Passage to read =
Onihikage

joined 2 years ago
[–] Onihikage@beehaw.org 2 points 1 week ago (1 children)

I appreciate the links, but these are all about how to efficiently process an audio sample for a signal of choice.

Your stumbling block seemed to be that you didn't understand how it was possible, so I was trying to explain that, but I may have done a poor job of emphasizing why the technique I described matters. When you said this in a previous comment:

I do think that they’re not just throwing away the other fish, but putting them into specific baskets.

That was a misunderstanding of how the technology works. With a keyword spotter (KWS), which all smartphone assistants use to detect their activation phrases, they they aren't catching any "other fish" in the first place, so there's nothing to put into "specific baskets".

To borrow your analogy of catching fish, a full speech detection model is like casting a large net and dragging it behind a ship, catching absolutely everything and identifying all the fish/words so you can do things with them. Relative to a KWS, it's very energy intensive and catches everything. One is not likely to spend that amount of energy just to throw back most of the fish. Smart TVs, cars, Alexa, they can all potentially use this method continuously because the energy usage from constantly listening with a full model is not an issue. For those devices, your concern that they might put everything other than the keyword into different baskets is perfectly valid.

A smartphone, to save battery, will be using a KWS, which is like baiting a trap with pheromones only released by a specific species of fish. When those fish happen to swim nearby, they smell the pheromones and go into the trap. You check the trap periodically, and when you find the fish in there, you pull them out with a very small net. You've expended far less effort to catch only the fish you care about without catching anything else.

To use yet another analogy, a KWS is like a tourist in a foreign country where they don't know the local language and they've gotten separated from their guide. They try to ask locals for help but they can't understand anything, until a local says the name of the tour group, which the tourist recognizes, and is able to follow that person back to their group. That's exactly what a KWS system experiences, it hears complete nonsense and gibberish until the key phrase pops out of the noise, which they understand clearly.

This is what we mean when we say that yes, your phone is listening constantly for the keyword, but the part that's listening cannot transcribe your conversations until you or someone says the keyword that wakes up the full assistant.

My question is, how often is audio sampled from the vicinity to allow such processing to happen.

Record set =
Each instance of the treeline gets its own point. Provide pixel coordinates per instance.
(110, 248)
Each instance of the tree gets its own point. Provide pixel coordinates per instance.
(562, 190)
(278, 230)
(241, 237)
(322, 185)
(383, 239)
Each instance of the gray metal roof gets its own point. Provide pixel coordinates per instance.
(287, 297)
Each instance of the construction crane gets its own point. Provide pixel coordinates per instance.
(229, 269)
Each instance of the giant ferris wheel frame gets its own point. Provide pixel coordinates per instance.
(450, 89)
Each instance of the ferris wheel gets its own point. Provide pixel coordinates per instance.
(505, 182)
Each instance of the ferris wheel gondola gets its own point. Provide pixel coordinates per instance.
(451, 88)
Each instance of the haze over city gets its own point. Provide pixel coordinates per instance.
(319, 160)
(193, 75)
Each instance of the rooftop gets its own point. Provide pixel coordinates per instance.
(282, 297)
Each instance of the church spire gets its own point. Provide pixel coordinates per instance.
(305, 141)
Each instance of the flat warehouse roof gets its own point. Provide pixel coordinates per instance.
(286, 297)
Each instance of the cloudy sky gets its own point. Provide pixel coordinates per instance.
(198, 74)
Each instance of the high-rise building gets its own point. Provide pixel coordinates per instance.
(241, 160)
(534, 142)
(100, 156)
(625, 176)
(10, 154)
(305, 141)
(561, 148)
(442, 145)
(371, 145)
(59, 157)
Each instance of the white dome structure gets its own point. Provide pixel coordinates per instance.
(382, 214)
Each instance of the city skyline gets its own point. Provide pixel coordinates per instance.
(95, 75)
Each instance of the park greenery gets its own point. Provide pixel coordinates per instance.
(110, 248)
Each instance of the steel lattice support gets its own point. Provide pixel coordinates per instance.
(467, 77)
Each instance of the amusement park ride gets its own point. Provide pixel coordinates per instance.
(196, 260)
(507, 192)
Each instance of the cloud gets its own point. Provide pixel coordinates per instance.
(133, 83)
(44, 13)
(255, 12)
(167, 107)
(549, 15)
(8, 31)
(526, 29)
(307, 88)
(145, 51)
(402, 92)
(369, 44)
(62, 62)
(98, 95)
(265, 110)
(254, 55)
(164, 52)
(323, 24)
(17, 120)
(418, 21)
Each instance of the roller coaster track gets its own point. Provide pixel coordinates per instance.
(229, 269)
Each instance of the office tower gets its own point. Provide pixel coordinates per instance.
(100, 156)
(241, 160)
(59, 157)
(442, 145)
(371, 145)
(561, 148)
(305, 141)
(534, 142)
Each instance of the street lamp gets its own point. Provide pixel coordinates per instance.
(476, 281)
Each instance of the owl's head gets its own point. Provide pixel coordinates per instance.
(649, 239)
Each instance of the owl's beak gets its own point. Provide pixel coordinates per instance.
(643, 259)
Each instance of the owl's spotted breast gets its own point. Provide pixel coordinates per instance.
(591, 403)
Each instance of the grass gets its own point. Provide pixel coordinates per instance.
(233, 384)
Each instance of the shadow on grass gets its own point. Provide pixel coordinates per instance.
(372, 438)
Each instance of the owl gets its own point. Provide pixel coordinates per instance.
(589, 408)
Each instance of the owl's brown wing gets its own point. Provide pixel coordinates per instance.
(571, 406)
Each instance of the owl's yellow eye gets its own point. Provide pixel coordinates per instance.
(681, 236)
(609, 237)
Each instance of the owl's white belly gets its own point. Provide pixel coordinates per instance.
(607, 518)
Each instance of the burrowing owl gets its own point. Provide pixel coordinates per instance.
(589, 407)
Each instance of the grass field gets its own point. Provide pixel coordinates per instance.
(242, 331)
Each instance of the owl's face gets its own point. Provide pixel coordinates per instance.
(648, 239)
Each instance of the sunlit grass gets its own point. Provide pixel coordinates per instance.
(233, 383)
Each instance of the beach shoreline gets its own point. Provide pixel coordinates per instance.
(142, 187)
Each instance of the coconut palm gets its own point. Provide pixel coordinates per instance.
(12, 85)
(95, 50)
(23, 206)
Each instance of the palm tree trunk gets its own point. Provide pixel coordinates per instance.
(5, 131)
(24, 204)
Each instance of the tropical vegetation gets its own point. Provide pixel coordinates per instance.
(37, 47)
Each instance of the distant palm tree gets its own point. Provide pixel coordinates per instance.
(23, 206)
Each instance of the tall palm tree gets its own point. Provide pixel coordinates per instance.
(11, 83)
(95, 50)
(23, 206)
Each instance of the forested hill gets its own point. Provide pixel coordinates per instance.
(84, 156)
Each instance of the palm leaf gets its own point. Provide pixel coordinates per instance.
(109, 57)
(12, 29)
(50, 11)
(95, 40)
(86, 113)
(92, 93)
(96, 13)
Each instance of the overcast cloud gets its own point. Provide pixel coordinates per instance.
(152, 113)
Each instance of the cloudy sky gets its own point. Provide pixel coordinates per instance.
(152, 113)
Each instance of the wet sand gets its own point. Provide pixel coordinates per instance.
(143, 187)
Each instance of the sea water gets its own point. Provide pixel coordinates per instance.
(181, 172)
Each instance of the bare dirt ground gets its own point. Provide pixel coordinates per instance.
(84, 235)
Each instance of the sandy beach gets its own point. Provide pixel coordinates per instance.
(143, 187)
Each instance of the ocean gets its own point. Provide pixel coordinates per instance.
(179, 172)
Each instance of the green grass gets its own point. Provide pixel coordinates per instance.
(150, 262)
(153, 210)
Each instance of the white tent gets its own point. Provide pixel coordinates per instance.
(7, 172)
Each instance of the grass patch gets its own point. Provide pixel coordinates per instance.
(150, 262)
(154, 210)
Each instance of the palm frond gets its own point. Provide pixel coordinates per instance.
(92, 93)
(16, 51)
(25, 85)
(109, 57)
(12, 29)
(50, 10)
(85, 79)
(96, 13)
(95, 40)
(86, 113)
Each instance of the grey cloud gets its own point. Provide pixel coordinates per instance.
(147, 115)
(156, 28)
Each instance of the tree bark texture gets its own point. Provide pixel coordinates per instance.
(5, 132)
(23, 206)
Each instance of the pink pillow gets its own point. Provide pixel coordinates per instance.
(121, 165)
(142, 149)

Tasks and exercises =
**1.** From the forum post, list the devices that it says can potentially listen continuously with a full speech detection model.
**2.** According to the forum post, what do all smartphone assistants use to detect their activation phrases?

Answers provided =
**1.** Smart TVs, cars, and Alexa.

**2.** A keyword spotter (KWS).